▶ [CHALLENGE]:
Put every line of the records below into a numbered list, skipping blank lines. Leave the pictures out of your answer.
— Start of DATASET ROWS —
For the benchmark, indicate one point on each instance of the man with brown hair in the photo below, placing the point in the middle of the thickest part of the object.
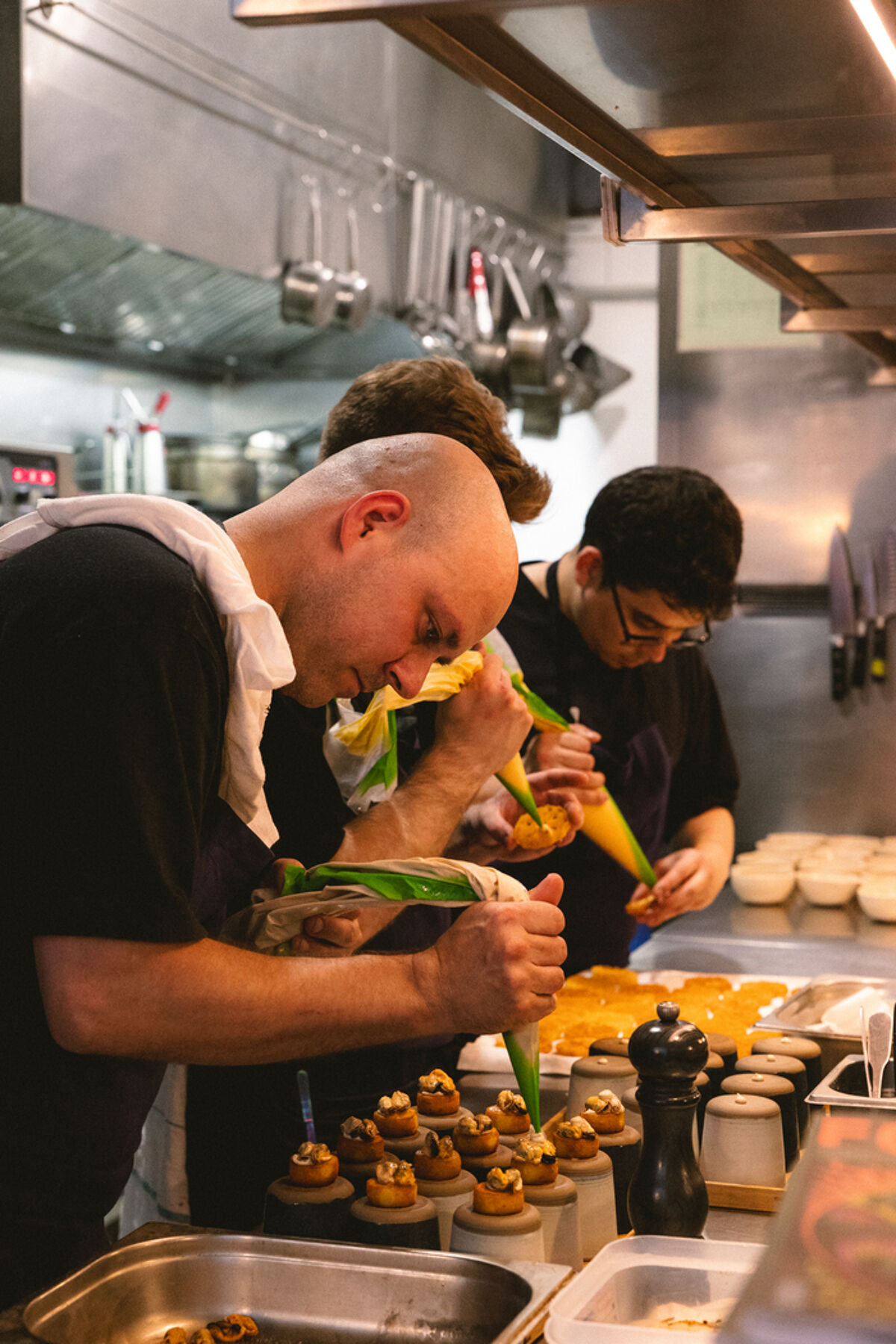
(438, 396)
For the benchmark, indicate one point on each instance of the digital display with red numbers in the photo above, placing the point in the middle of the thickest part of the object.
(33, 476)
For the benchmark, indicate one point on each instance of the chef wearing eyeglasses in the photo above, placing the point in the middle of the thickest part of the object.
(610, 635)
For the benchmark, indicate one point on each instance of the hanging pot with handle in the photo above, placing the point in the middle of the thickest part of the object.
(535, 344)
(487, 354)
(354, 295)
(308, 288)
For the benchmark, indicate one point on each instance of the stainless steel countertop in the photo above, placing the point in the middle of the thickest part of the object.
(793, 939)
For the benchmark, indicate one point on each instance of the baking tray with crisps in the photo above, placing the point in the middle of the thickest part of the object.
(613, 1001)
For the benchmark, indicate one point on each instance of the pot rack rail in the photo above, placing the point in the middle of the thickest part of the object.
(254, 105)
(653, 196)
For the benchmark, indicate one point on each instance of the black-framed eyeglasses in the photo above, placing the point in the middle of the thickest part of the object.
(687, 640)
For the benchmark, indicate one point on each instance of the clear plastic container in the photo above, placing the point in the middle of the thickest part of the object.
(630, 1278)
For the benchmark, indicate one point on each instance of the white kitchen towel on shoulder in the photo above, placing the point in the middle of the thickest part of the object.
(257, 651)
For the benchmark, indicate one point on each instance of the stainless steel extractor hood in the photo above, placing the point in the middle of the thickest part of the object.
(765, 127)
(156, 169)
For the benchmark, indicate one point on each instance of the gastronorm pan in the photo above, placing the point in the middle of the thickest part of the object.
(847, 1086)
(299, 1292)
(802, 1011)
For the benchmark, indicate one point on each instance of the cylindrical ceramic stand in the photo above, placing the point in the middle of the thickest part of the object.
(780, 1090)
(801, 1048)
(594, 1074)
(504, 1236)
(299, 1211)
(559, 1207)
(482, 1166)
(444, 1124)
(593, 1177)
(743, 1142)
(610, 1046)
(623, 1151)
(785, 1066)
(415, 1228)
(448, 1195)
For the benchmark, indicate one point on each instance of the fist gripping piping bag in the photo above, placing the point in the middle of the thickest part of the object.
(272, 921)
(603, 824)
(361, 749)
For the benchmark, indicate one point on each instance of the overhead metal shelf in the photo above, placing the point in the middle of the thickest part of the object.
(756, 125)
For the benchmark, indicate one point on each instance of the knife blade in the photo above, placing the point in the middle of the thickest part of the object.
(886, 604)
(842, 612)
(865, 615)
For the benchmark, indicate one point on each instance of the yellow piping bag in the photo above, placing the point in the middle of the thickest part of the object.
(603, 824)
(361, 747)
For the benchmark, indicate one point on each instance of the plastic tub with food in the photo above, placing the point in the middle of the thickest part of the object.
(644, 1289)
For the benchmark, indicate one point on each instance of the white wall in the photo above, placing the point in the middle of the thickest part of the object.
(620, 432)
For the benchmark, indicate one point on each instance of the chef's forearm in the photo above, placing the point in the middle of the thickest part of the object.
(210, 1003)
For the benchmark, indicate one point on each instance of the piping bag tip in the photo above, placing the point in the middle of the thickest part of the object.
(523, 1048)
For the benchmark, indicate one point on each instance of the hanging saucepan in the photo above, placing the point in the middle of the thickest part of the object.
(574, 312)
(441, 335)
(354, 295)
(488, 352)
(308, 288)
(535, 344)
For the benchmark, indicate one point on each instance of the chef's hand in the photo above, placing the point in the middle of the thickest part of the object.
(570, 750)
(487, 721)
(500, 964)
(485, 833)
(687, 880)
— End of DATASET ROWS —
▶ [TASK ANSWER]:
1. For the benchmark, indicate one point on each instance of the man with brown hair in the photo below, placing the point in the middle of the thickest part of the object.
2. (438, 396)
3. For the benchmark, indicate one point on each instance of the digital display with red numbers in the photo above, placing the point in the middle of the thickest part of the object.
4. (33, 476)
5. For the benchmark, indicate one point on each instance of the chef wearing eyeglasses in the photo above, placing the point in the middle of the thickest part of the object.
6. (610, 635)
7. For the benchmark, indicate one point on each instance of the hanging pot with handle in the photo above, placing the point in the middle of the thickest part of the object.
8. (535, 344)
9. (487, 354)
10. (354, 295)
11. (308, 288)
12. For the benchmark, indicate one point on each instance of the stainless steel countertop in the photo above, placing the point in the middle of the thickest part of the object.
13. (793, 939)
14. For the benchmark, indicate one point on each instance of the baking tray with crisps in the photo above, placing the point in the middle of the thickest part of the object.
15. (613, 1001)
16. For the benchmark, indicate one point on each instance of the pot rack rail in the photo above, placing the point in the middle of the thickest part of the object.
17. (254, 105)
18. (653, 196)
19. For the benchmark, indicate one point on each instance of the black-framed eyeglasses in the photo above, placing the point in the middle of the thickest part of the object.
20. (687, 640)
21. For the benchmark, indicate one point on each instance of the clear plastic container in the photo above, placing the point in the middle of the thickest part of the object.
22. (630, 1278)
23. For the benchmark, indicate one point on each instance of the white kitchen towel on shoulder in the photo above, placing the point in the middle of the thickest part of the object.
24. (257, 651)
25. For the benchmark, indicate one point on each instance of the stainless steel extractor hood in the photo above, placing the point in the middle of the thickest part of the object.
26. (765, 127)
27. (156, 169)
28. For the benchmark, indicate one point on each instance of the gastronorm pan in the photo above, placing the point in the middle of the thickest part of the object.
29. (847, 1086)
30. (299, 1292)
31. (802, 1011)
32. For the benchmark, indicate one point on each instance of the cylindrical ceramic stand in the photo above, placing the point in the middle of the thickest part of the object.
33. (780, 1090)
34. (801, 1048)
35. (594, 1074)
36. (504, 1236)
37. (299, 1211)
38. (559, 1207)
39. (482, 1166)
40. (444, 1124)
41. (593, 1177)
42. (743, 1142)
43. (610, 1046)
44. (623, 1151)
45. (785, 1066)
46. (415, 1228)
47. (448, 1195)
48. For the benchmark, indicate one point on each instance of the fist gripping piping bag in the photo above, placing the point in the middle of the thickest part of the object.
49. (272, 921)
50. (603, 824)
51. (361, 749)
52. For the benchmark, indicate one point on each instance of the overhead metal shelf in the photo above, placing the point in the middle of the thickest part of the object.
53. (756, 125)
54. For the benchmark, indicate one point on each instance of the knife blade in the photo above, placing the point in the middle of the thickest part of the object.
55. (886, 604)
56. (842, 612)
57. (865, 615)
58. For the benchmark, indicate one point on each instance of the yellow piping bag in the photo above, placing the point in the middle of the thickest part of the object.
59. (603, 824)
60. (361, 747)
61. For the benchmark, indicate one point on each instance of the plastic tub with food in the photo above, placing the point in the middle of the thickest part of the object.
62. (644, 1289)
63. For the benchmark, indicate one point on each instance of the white wall in the photo above, placing the point in the middle of the thickest part of the object.
64. (620, 432)
65. For the benchmark, indicate one point on each instance of the chef's forearm in the photo above, placing the point in the middle of the thickest part of the object.
66. (210, 1003)
67. For the benchmark, indicate one point on each instance of the piping bag tip in the photo above, placing the point in the middle of the thickest part of the object.
68. (523, 1048)
69. For the benchmark, indicate one point on each instance of the hanging saucepan in the photo above, placing the point in the middle of the thickest part of the object.
70. (574, 312)
71. (441, 335)
72. (354, 295)
73. (488, 352)
74. (308, 288)
75. (535, 344)
76. For the benchmark, indicate one point on each instance of the chef's hand in the photo above, placing the point in the middle of the thickest part of the object.
77. (570, 750)
78. (487, 721)
79. (500, 964)
80. (485, 833)
81. (687, 880)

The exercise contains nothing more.